[PASSAGE TO READ — start]

# Quick Question



## RockBottom (Jun 9, 2009)

I don't know anything about anti-depressants and anti-anxiety medications, I am trying to educate myself on them. Are those pills seperate or are they combined (meaning 1 pill would help with both depression and anxiety)? Just wanting to look at some options before going to the doctor.


----------



## Guest (Aug 15, 2009)

Well anxiety's only a form of depression really isn't it - though I believe some anti-depressants specifically address anxiety better than others. I have anxiety based depression which is well addressed by a moderate dose of mitrazapene (30mg), which is an SSRI derivative.Sue


----------



## Kathleen M. (Nov 16, 1999)

In the human body nothing is used for one and only one thing so a lot of drugs work on more than one disorder.There are some drugs that work primarily for anxiety (like the tranquilizers and BuSpar), but most of the antidepressants seem to have some ability to work for both (but can sometimes in some people make anxiety worse). I think the tranquilizers aren't good if you are very depressed, or need to be used more carefully, but that may not be correct.The SSRI's seem to be the ones prescribe both for anxiety and depression. A lot depends on your particular situation and how you react to the various drugs. It may take a bit of trial and error to find the one that works best for you and your combination of issues.


----------



## Guest (Aug 17, 2009)

Anxiety is just part of the spectrum of depression - I've never understood why people make the arbitrary distinction between them.Sue


----------



## Kathleen M. (Nov 16, 1999)

[PASSAGE TO READ — finish]

▸ **PROBLEM SET**:
a) Extract the stretch of the medication thread from "## RockBottom (Jun" through "to the doctor.", word for word.
b) Does the thread on anxiety and depression medication agree with each statement below? Answer yes or no for each, and quote the words that decide it.
(i) RockBottom already knows a good deal about these medications.
(ii) Kathleen M. names BuSpar as a drug that works primarily for anxiety.
(iii) Kathleen M. says finding the right drug may take some trial and error.
c) What comes next in the forum thread on anxiety and depression medication? Continue it from where it stops.

[SOURCE INFORMATION — start]

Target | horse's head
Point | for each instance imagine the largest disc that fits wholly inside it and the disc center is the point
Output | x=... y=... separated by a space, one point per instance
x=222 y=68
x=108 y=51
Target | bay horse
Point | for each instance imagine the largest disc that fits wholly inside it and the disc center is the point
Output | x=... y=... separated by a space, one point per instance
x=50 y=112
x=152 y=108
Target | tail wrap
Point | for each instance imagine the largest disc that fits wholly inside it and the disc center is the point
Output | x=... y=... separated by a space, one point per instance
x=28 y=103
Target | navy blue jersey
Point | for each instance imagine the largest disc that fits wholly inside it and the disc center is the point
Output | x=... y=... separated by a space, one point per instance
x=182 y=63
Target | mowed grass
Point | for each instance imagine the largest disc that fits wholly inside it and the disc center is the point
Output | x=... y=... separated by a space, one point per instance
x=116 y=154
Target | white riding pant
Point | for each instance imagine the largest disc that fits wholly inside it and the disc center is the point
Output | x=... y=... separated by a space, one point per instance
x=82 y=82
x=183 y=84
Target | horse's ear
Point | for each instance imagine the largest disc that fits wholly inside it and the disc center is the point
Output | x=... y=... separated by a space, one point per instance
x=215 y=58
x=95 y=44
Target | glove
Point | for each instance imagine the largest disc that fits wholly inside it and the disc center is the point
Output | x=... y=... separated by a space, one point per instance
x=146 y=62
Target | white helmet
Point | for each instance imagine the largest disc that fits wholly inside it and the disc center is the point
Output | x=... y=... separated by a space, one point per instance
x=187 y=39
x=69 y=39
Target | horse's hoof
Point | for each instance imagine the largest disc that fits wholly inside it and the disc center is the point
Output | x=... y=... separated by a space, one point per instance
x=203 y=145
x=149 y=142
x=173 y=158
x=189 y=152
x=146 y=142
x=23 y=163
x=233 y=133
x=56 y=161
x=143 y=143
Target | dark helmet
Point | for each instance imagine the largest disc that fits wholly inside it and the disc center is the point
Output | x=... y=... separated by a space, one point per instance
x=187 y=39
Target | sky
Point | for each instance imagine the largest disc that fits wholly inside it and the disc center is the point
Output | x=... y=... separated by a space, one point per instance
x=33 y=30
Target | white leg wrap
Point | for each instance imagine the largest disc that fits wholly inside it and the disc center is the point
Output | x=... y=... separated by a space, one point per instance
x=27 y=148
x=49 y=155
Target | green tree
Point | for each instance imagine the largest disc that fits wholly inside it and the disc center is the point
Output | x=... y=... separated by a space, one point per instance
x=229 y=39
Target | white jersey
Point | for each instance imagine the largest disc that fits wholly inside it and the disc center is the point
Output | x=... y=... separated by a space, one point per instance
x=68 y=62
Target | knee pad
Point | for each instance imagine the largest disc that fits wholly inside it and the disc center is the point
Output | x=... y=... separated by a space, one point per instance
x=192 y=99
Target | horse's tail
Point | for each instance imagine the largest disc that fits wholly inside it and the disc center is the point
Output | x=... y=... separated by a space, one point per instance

[SOURCE INFORMATION — finish]

▸ **EXERCISE RESPONSES**:
a)
## RockBottom (Jun 9, 2009)

I don't know anything about anti-depressants and anti-anxiety medications, I am trying to educate myself on them. Are those pills seperate or are they combined (meaning 1 pill would help with both depression and anxiety)? Just wanting to look at some options before going to the doctor.

b)
(i) No: "I don't know anything about anti-depressants and anti-anxiety medications"
(ii) Yes: "There are some drugs that work primarily for anxiety (like the tranquilizers and BuSpar)"
(iii) Yes: "It may take a bit of trial and error to find the one that works best for you"

c)
Maybe because most everything I read from people with a Ph.D. or an M.D. says they are not identical or one is just a part of the other.http://psychcentral.com/lib/2007/depression-versus-anxiety/


> Depression and anxiety disorders are not the same, although they can at first glance they seem very similar. Depression generates emotions such as hopelessness, despair and anger. Energy levels are usually very low, and depressed people often feel overwhelmed by the day-to-day tasks and personal relationships so essential to life.A person with anxiety disorder, however, experiences fear, panic or anxiety in situations where most people would not feel anxious or threatened. The sufferer may experience sudden panic or anxiety attacks without any recognized trigger, and often lives with a constant nagging worry or anxiousness. Without treatment, such disorders can restrict a person's ability to work, maintain relationships, or even leave the house.Both anxiety and depression are frequently treated in much the same manner, which may explain why the two disorders are so often confused. Antidepressant medication is often used for anxiety, while behavioral therapy frequently helps people overcome both conditions.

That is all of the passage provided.